OBJECTIVES:
• a. In the post about Mark Dever's interview, who interviewed Dever?
• b. According to the post about Mark Dever's interview, why does Dever consider the renewed interest in a "larger gospel" dangerous?

February 28, 2012
Ur Video: Dever Worries "Gospel" Isn't Individual Enough
Does a cosmic gospel diminish the call to personal evangelism?
This interview by Ed Stetzer with Mark Dever caught me by surprise. They're talking about the renewed interest among evangelicals in a "larger gospel" that captures a kingdom theology. Dever sees it as exceedingly dangerous because a focus on doing good may take away from evangelism. Check out this clip.
What surprised me was Dever's honesty. Consider his remarks:
1. He admits that the word gospel is used in Scripture to mean more than "God-man-Christ-response." He recognizes that it refers to the "restoration of all things." In this regard he is in agreement with scholars like Scot McKnight who have challenged the narrow definition of gospel in the evangelical tradition.
2. But Dever worries that focusing on this biblical definition of gospel will diminish our focus on individual salvation and evangelism. So,
3. He wants us to rely on a "systematic" idea of what gospel means based on a "long tradition of reflection" that emphasizes the individual redemption of people rather than the cosmic restoration of all things.
Is Dever asking us to put theological tradition ahead of Scripture?

RECORD EXTRACTS:

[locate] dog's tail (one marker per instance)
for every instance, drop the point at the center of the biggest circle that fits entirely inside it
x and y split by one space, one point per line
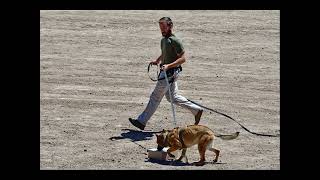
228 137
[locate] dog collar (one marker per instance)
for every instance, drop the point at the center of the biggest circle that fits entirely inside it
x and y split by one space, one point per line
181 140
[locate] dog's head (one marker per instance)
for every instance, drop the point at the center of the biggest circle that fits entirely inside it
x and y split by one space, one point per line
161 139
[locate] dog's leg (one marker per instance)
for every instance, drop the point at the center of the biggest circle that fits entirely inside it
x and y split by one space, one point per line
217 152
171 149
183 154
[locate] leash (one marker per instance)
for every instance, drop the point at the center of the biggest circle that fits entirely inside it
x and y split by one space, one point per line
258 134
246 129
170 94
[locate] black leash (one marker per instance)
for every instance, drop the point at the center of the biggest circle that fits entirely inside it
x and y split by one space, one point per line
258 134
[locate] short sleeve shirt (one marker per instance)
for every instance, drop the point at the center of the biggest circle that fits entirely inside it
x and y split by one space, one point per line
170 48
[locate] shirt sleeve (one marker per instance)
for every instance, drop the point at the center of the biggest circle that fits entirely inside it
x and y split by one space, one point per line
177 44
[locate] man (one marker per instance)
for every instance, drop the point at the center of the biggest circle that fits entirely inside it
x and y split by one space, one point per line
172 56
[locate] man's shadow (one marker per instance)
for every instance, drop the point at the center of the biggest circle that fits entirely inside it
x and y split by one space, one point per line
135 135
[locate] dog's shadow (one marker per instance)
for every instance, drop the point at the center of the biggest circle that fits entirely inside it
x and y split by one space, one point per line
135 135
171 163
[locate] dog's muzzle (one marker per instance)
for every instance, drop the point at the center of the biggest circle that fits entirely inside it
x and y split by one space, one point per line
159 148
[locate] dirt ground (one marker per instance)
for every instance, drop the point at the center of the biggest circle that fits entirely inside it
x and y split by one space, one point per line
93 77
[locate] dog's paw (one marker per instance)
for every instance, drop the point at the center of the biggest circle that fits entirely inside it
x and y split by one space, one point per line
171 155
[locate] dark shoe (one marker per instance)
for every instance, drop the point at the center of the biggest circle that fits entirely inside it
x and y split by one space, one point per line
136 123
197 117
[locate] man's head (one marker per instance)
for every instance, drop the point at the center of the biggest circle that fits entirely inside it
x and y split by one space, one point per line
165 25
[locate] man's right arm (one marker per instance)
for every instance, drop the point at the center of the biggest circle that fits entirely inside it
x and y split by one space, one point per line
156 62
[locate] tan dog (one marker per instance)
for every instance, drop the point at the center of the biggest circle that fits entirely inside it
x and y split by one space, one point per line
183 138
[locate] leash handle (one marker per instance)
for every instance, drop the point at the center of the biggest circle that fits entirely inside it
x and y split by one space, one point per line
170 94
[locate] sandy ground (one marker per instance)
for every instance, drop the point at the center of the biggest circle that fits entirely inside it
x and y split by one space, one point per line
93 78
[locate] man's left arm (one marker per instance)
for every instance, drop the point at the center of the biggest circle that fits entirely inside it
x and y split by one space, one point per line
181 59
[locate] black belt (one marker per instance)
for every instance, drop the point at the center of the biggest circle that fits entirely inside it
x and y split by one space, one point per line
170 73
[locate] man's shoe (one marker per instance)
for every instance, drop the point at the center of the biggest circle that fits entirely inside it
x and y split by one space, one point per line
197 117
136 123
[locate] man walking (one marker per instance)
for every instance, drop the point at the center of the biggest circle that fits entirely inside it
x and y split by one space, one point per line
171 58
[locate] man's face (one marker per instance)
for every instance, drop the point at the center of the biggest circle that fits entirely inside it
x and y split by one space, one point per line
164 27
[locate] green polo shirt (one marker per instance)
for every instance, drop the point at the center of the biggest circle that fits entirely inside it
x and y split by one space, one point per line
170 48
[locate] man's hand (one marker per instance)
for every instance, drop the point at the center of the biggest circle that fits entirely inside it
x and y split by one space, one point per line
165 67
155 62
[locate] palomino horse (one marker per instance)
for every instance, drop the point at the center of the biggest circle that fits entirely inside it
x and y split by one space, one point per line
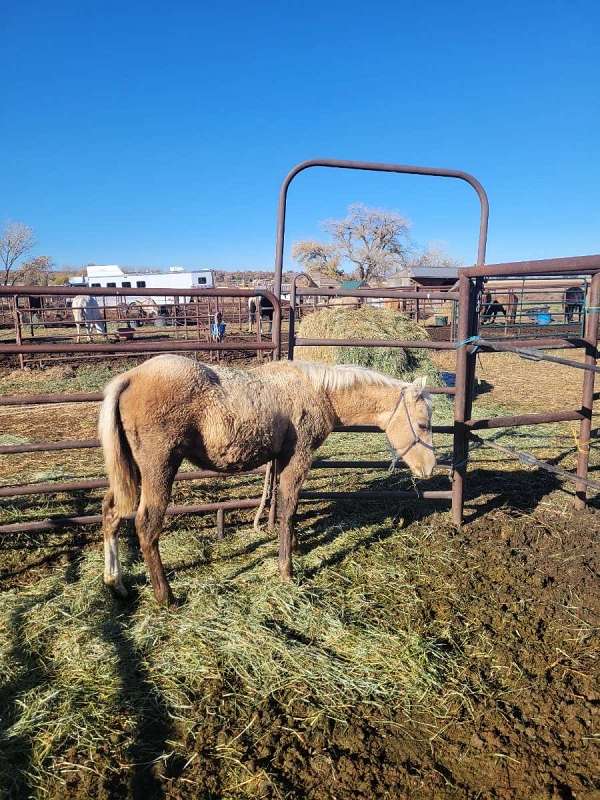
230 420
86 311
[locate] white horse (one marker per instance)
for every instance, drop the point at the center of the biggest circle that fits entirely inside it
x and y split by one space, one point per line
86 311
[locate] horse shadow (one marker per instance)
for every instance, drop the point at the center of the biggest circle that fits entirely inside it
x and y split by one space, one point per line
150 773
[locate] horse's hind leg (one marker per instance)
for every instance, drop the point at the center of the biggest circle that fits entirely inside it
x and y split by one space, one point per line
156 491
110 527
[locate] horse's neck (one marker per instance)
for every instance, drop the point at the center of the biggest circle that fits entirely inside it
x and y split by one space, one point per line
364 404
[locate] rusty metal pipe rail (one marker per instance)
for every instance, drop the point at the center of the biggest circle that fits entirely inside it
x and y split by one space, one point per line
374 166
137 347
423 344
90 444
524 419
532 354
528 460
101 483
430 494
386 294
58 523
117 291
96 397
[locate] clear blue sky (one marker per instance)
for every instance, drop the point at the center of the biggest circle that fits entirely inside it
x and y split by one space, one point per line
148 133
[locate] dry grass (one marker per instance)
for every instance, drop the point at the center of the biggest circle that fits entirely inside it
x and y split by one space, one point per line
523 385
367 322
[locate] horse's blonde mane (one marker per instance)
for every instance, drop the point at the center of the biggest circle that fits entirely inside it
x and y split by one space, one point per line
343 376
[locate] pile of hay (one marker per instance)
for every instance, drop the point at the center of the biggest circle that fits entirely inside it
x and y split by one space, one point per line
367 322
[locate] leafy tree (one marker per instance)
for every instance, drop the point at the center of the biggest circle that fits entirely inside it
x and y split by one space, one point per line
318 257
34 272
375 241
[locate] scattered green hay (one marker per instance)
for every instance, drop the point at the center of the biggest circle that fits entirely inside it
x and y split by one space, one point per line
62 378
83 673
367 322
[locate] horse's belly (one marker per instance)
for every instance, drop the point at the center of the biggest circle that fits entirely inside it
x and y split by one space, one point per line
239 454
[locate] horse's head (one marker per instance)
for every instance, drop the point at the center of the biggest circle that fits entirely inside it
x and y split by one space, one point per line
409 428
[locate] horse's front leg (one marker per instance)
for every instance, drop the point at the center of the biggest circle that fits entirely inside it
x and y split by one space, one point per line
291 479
--
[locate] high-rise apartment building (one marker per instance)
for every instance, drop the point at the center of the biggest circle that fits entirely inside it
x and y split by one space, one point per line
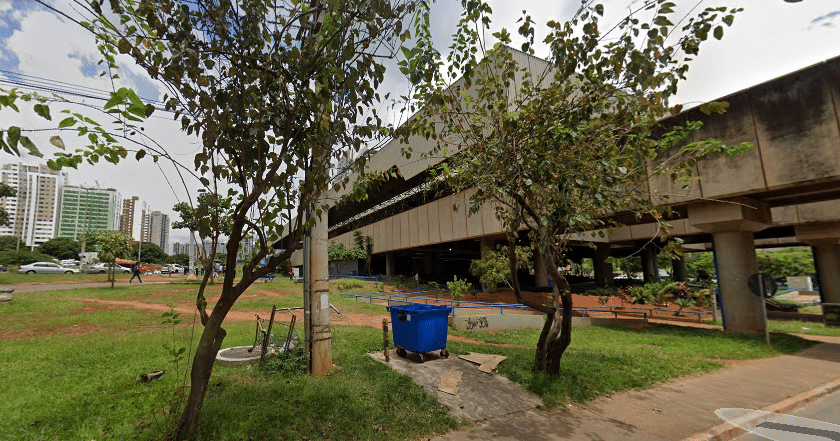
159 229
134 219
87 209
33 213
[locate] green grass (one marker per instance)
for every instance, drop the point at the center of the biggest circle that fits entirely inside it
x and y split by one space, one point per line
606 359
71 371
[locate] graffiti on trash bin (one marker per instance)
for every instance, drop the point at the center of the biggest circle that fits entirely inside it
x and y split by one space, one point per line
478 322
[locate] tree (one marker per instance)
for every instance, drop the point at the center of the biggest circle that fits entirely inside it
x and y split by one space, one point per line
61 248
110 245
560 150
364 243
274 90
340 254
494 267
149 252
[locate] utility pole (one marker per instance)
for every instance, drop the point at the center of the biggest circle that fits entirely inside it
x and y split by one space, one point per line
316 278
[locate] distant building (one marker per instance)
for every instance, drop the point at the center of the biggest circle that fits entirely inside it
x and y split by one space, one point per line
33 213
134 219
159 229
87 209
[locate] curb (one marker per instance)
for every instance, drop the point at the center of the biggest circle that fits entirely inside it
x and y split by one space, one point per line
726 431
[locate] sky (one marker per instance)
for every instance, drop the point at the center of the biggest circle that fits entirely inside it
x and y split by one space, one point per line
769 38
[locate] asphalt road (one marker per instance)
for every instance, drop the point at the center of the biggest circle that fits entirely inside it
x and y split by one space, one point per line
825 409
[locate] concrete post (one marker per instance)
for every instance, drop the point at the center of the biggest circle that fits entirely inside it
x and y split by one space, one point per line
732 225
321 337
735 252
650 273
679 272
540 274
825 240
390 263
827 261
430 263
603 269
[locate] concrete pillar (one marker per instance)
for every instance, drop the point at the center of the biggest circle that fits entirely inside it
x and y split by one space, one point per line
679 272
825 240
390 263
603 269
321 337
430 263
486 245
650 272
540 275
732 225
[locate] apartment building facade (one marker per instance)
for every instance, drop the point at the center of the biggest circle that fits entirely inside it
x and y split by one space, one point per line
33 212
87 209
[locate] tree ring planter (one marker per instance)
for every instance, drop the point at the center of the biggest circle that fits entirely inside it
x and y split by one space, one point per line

TASK-BY-TASK OUTPUTS:
• a. Ed Stetzer.

• b. Dever considers it exceedingly dangerous because a focus on doing good may take away from evangelism. He worries that emphasizing the broader biblical sense of gospel, the "restoration of all things," will diminish attention to individual salvation and evangelism.